• [Task]
In the craniosynostosis account below, who took turns holding, feeding and comforting Ellie during her four days in the hospital?

• [Text excerpt]
Craniosynostosis is a foreign word to most, but unfortunately in our house it is one we have come to know well with our first child. One in every 2,500 individuals are born with Craniosynostosis; the majority of these are due to early fusion of one of more skull bones in a baby. It occurs equally in boys and girls and there are four types ranging in varying degrees (all the gory details can be found here). Our daughter’s type was non-genetic and could potentially have been because of an irregular position in the womb, which put pressure on her head.
I’m writing to share my story and to let others know if something seems off with your child continue to keep asking those questions, no matter how silly they seem. Keep asking until you get the answers you are desperately looking for.
When our daughter Ellie was born I noticed the back of her head was more oblong in shape than most newborns I had seen, not as severe as Saturday Night Live Cone-Head skit, but more along the back which slightly bumped out. Our doctors and nurses chuckled saying it was a just a little cone-shaped and noted its likely from delivery and would go away and not to worry.
After several regular doctor visits, everything seemed perfect- a healthy baby with no mention of anything array; I kept asking about her cone shaped head feeling vain for even asking when that might go away but nurses and doctors really didn’t seemed to think much of it.
At our three-month regular visit our Pediatrician kept feeling the back of her head saying she wasn’t sure what was going on back there and said it was probably best if she referred us to see a pediatric neurosurgeon to get a few tests done.
I remember being there alone in the doctor office in a fog frantically trying to call my husband and my mom. I wasn’t sure what it all meant or if she needed surgery, and then I started Googling the term she referenced – all sorts of sad pictures came up (definitely don’t do that!). More panic came over me. It’s so terrifying that in one instant you have this beautiful, healthy baby and the next second there could be something horribly wrong with her. As scary as it was, someone was at least validating my feeling that something wasn’t quite right and that we were going to figure out what needed to be done.
Our doctors were Goodman Campbell Brain and Spine (St. Vincent’s 86th Street) who did diagnose her with Craniosynostosis, luckily a milder form than some. They were great at answering all my crazy questions and reassuring us along the way. I remember after the assessment they knew simply by looking at her she would need the surgery. As my husband continued talking to the doctor I just remember everything getting so quiet and tears just streaming down my face in the office. The surgery they said they would be performing is a Cranial Vault Reconstruction where the head is cut in a zig-zag pattern from ear-to-ear and the skull bone is then cut to release the fused suture. After the suture is released, the skull is then stabilized with dissolvable plates and screws. To me all these medical terms met nothing except fear that my baby girl was about to have her head cut completely open, and surgery on a child so young could lead to so many complications.
They were able to get Ellie into a surgery appointment in the next month which was quick and unheard of. Our world basically stood still for the next few weeks waiting to see what was in-store for our family.
The surgery was at the end of November 2011 and she was in the hospital for four full days. Four very long, tiring days with my mother, sister and husband by my side – all taking turns holding and feeding and comforting my girl with her eyes swollen shut.

• [Given entries]
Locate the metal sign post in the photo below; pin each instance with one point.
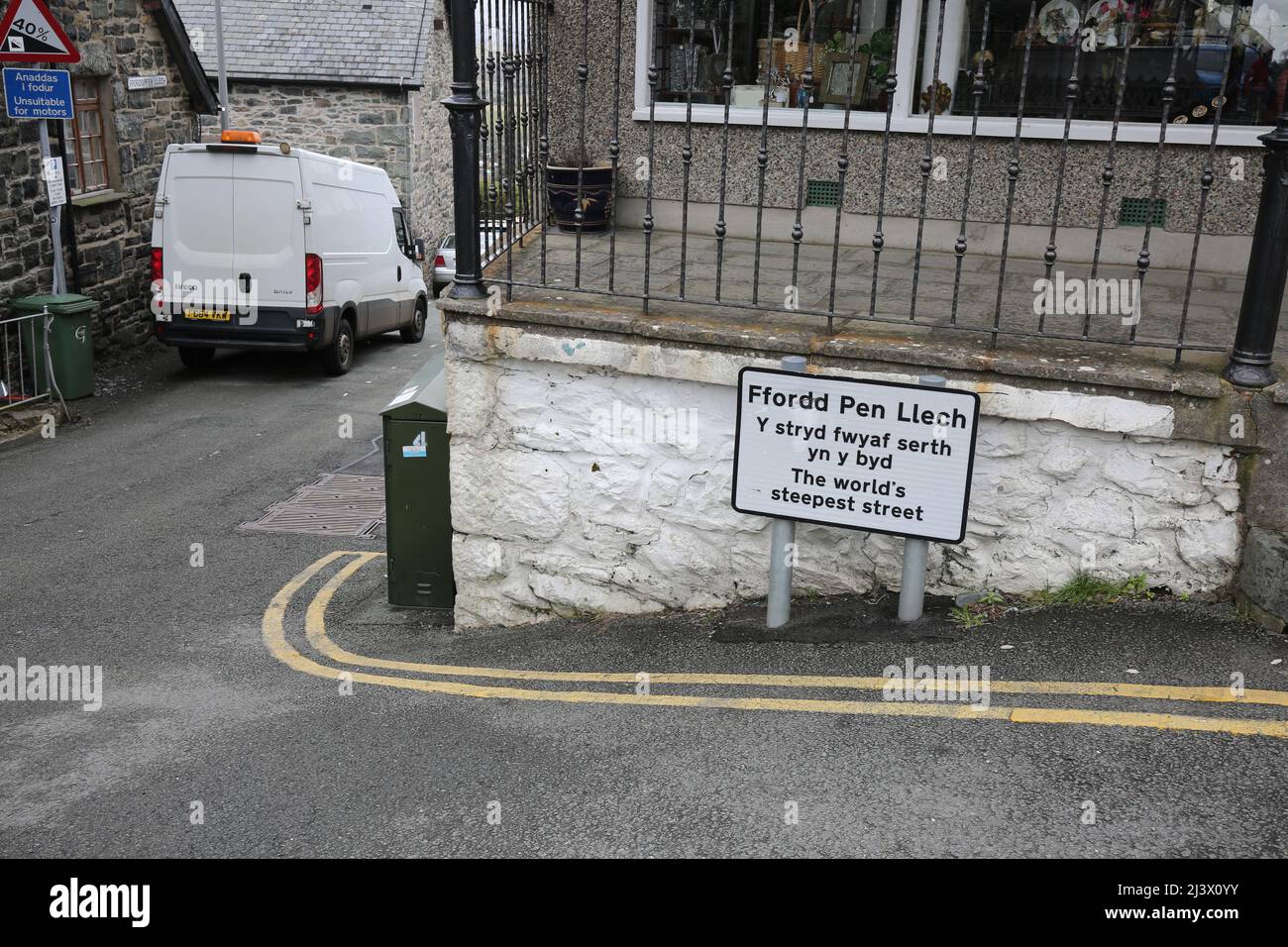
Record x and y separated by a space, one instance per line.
55 210
782 541
223 72
912 585
29 33
40 95
879 457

• [Reply]
The writer's mother, sister and husband.